___ EXERCISE MATERIAL ___

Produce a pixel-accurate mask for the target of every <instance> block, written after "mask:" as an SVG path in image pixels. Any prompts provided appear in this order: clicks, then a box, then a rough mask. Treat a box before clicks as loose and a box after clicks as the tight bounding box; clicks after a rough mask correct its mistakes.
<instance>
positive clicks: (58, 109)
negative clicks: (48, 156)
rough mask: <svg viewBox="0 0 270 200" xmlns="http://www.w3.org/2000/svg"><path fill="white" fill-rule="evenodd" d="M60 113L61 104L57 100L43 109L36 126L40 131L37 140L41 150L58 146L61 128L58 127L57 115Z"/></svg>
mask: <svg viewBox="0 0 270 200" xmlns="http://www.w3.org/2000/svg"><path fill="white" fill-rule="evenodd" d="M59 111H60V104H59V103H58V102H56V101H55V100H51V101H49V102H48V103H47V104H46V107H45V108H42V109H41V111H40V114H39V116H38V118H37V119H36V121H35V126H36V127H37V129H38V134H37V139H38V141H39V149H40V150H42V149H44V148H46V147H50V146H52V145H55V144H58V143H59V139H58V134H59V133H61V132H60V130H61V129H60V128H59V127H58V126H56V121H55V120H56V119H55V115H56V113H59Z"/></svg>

___

WHAT THIS TASK INVOLVES: Count the lines of the material that contain the string "xmlns", treating uppercase and lowercase as different. Reply with the number alone.

EXERCISE ANSWER: 2